*** DATA PROVIDED ***
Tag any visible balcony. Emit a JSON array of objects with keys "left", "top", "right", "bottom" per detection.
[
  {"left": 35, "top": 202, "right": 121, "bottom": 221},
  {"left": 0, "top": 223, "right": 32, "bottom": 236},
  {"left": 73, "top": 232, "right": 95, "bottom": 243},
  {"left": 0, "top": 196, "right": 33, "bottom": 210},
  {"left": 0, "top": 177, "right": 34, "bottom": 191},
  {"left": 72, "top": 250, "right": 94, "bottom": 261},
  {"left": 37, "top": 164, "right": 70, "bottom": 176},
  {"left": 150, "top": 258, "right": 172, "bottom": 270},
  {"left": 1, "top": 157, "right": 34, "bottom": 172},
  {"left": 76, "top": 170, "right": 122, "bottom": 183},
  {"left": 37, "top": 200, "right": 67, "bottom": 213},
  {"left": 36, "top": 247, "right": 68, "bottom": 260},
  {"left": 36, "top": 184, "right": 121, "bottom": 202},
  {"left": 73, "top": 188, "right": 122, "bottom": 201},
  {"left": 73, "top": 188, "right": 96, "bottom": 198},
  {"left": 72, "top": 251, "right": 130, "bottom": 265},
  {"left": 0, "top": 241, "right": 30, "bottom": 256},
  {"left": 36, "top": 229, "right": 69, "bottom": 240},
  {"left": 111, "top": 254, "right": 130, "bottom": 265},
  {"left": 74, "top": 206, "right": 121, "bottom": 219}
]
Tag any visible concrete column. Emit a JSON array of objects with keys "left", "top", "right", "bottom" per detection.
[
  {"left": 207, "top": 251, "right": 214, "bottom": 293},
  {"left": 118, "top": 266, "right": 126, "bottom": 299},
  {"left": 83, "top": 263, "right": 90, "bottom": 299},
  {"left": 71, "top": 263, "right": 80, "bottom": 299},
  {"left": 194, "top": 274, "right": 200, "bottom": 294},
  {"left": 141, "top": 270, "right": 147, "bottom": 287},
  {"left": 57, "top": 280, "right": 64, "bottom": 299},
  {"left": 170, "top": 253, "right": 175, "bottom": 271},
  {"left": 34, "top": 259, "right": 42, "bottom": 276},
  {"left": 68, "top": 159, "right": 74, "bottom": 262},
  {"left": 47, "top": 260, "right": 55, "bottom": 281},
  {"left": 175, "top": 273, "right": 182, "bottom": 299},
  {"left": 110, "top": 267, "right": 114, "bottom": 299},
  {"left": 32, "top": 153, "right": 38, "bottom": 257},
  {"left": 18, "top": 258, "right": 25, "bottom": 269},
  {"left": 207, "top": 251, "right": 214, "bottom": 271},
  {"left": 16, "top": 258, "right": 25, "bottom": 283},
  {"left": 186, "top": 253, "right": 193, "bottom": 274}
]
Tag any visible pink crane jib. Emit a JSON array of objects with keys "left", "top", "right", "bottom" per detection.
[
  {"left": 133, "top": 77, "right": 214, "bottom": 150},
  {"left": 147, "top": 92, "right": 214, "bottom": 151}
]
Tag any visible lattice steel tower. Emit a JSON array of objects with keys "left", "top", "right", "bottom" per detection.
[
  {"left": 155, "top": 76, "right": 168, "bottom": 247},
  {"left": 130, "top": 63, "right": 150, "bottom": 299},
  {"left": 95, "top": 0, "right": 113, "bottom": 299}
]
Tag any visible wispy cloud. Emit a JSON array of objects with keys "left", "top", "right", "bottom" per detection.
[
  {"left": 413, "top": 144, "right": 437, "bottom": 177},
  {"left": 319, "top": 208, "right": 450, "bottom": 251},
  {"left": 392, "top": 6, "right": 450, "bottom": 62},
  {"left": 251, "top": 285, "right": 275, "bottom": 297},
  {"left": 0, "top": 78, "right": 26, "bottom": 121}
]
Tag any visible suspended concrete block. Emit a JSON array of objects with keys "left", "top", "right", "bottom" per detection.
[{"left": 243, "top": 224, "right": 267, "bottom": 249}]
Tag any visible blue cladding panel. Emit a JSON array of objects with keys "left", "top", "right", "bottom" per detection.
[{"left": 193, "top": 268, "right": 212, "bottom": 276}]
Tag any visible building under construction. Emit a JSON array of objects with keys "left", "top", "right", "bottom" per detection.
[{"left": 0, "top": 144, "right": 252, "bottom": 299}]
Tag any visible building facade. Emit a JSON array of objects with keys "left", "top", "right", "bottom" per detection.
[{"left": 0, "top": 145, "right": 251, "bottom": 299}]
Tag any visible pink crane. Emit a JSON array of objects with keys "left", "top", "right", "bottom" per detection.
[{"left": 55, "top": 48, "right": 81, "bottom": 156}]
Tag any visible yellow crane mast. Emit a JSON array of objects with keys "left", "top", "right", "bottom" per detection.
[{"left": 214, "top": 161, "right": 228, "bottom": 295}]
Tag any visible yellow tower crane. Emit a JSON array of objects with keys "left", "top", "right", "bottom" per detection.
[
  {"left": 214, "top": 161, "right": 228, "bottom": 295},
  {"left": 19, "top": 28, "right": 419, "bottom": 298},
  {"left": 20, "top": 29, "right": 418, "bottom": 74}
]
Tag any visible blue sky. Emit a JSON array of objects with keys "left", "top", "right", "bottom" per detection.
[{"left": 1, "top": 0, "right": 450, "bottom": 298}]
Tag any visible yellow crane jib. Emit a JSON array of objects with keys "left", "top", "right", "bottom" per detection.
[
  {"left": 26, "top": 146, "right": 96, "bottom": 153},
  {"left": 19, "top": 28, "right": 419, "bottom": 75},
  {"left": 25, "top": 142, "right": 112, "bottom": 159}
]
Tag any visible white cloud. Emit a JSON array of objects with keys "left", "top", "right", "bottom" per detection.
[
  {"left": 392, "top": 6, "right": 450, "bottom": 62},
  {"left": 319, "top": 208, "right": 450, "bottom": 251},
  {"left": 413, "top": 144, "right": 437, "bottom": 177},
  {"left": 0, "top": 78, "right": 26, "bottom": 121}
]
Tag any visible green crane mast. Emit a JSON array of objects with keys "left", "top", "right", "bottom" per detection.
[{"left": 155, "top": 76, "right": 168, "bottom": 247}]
*** End of DATA PROVIDED ***
Transcribe the records above exactly as they appear.

Tag any visible balcony. Emit a JSON array of objects with keys "left", "top", "right", "bottom" per detection.
[
  {"left": 35, "top": 202, "right": 121, "bottom": 221},
  {"left": 0, "top": 223, "right": 32, "bottom": 236},
  {"left": 73, "top": 232, "right": 95, "bottom": 243},
  {"left": 0, "top": 196, "right": 33, "bottom": 210},
  {"left": 0, "top": 177, "right": 34, "bottom": 191},
  {"left": 72, "top": 250, "right": 94, "bottom": 261},
  {"left": 37, "top": 164, "right": 70, "bottom": 176},
  {"left": 150, "top": 258, "right": 172, "bottom": 270},
  {"left": 1, "top": 157, "right": 34, "bottom": 172},
  {"left": 76, "top": 170, "right": 122, "bottom": 183},
  {"left": 37, "top": 200, "right": 67, "bottom": 213},
  {"left": 36, "top": 247, "right": 68, "bottom": 260},
  {"left": 36, "top": 184, "right": 121, "bottom": 202},
  {"left": 73, "top": 188, "right": 122, "bottom": 201},
  {"left": 73, "top": 188, "right": 96, "bottom": 198},
  {"left": 72, "top": 251, "right": 130, "bottom": 265},
  {"left": 0, "top": 241, "right": 30, "bottom": 256},
  {"left": 36, "top": 229, "right": 69, "bottom": 240},
  {"left": 111, "top": 254, "right": 130, "bottom": 265},
  {"left": 74, "top": 206, "right": 121, "bottom": 219}
]
Tag any visible concrete column. Emit a JSON array of objects with keys "left", "top", "right", "bottom" per detection.
[
  {"left": 207, "top": 251, "right": 214, "bottom": 293},
  {"left": 118, "top": 266, "right": 126, "bottom": 299},
  {"left": 83, "top": 263, "right": 90, "bottom": 299},
  {"left": 71, "top": 263, "right": 80, "bottom": 299},
  {"left": 194, "top": 274, "right": 200, "bottom": 294},
  {"left": 141, "top": 270, "right": 147, "bottom": 287},
  {"left": 57, "top": 280, "right": 64, "bottom": 299},
  {"left": 170, "top": 253, "right": 175, "bottom": 271},
  {"left": 34, "top": 259, "right": 42, "bottom": 276},
  {"left": 68, "top": 159, "right": 74, "bottom": 262},
  {"left": 47, "top": 260, "right": 55, "bottom": 281},
  {"left": 175, "top": 273, "right": 182, "bottom": 299},
  {"left": 110, "top": 267, "right": 114, "bottom": 299},
  {"left": 32, "top": 153, "right": 38, "bottom": 257},
  {"left": 18, "top": 258, "right": 25, "bottom": 269},
  {"left": 207, "top": 251, "right": 214, "bottom": 271},
  {"left": 16, "top": 258, "right": 25, "bottom": 283},
  {"left": 186, "top": 253, "right": 193, "bottom": 274}
]
Tag any visible pink crane jib. Emit a JSON array of objects with keys "left", "top", "right", "bottom" per detection.
[
  {"left": 133, "top": 77, "right": 214, "bottom": 150},
  {"left": 147, "top": 92, "right": 214, "bottom": 151}
]
Tag any visible lattice steel tower. Emit a JSON array of objects with keys "left", "top", "right", "bottom" per detection.
[
  {"left": 155, "top": 76, "right": 168, "bottom": 247},
  {"left": 130, "top": 63, "right": 150, "bottom": 299},
  {"left": 95, "top": 0, "right": 113, "bottom": 299}
]
Tag any visible wispy cloud. Emit a JSON array of objects with keys "left", "top", "right", "bottom" per detection.
[
  {"left": 413, "top": 144, "right": 437, "bottom": 177},
  {"left": 319, "top": 208, "right": 450, "bottom": 251},
  {"left": 392, "top": 6, "right": 450, "bottom": 62},
  {"left": 251, "top": 285, "right": 275, "bottom": 297},
  {"left": 0, "top": 78, "right": 26, "bottom": 121}
]
Tag any visible suspended concrete block. Emit a JSON array of objects with keys "left", "top", "right", "bottom" per detection.
[{"left": 243, "top": 224, "right": 267, "bottom": 249}]
Tag any visible blue cladding panel. Emit a JSON array of objects with keys "left", "top", "right", "bottom" per detection.
[{"left": 193, "top": 268, "right": 212, "bottom": 276}]
Tag any visible building under construction. Emit a JSON array of objects with keys "left", "top", "right", "bottom" per detection.
[{"left": 0, "top": 144, "right": 252, "bottom": 299}]
Tag any visible building facade. Emit a JSON array of objects with keys "left", "top", "right", "bottom" per detection.
[{"left": 0, "top": 145, "right": 251, "bottom": 299}]
Tag any visible pink crane. Emit a JSON array of objects with keys "left", "top", "right", "bottom" per detection.
[{"left": 55, "top": 48, "right": 81, "bottom": 156}]
Tag any visible yellow crane mast. Emit a JSON array of objects with keys "left", "top", "right", "bottom" per detection.
[{"left": 214, "top": 161, "right": 228, "bottom": 295}]
Tag any visible yellow tower crane. Emit a JSON array of objects with keys "left", "top", "right", "bottom" per detection.
[
  {"left": 214, "top": 161, "right": 228, "bottom": 295},
  {"left": 19, "top": 28, "right": 419, "bottom": 298},
  {"left": 20, "top": 29, "right": 418, "bottom": 74}
]
Tag any visible blue sky. Emit a JSON array of objects with keys "left", "top", "right", "bottom" per detection.
[{"left": 1, "top": 0, "right": 450, "bottom": 298}]
Tag any visible yellow crane jib. Emit a JSON array of objects with keys "left", "top", "right", "bottom" per detection.
[
  {"left": 26, "top": 146, "right": 96, "bottom": 153},
  {"left": 19, "top": 28, "right": 419, "bottom": 75},
  {"left": 25, "top": 142, "right": 112, "bottom": 159}
]
Tag any visible white cloud. Emit a JSON array of objects with keys "left", "top", "right", "bottom" per detection.
[
  {"left": 392, "top": 6, "right": 450, "bottom": 62},
  {"left": 319, "top": 208, "right": 450, "bottom": 251},
  {"left": 413, "top": 144, "right": 437, "bottom": 177},
  {"left": 0, "top": 78, "right": 26, "bottom": 121}
]
Tag any visible green crane mast. Emit a JSON array of objects with keys "left", "top", "right", "bottom" per detection.
[{"left": 155, "top": 76, "right": 168, "bottom": 247}]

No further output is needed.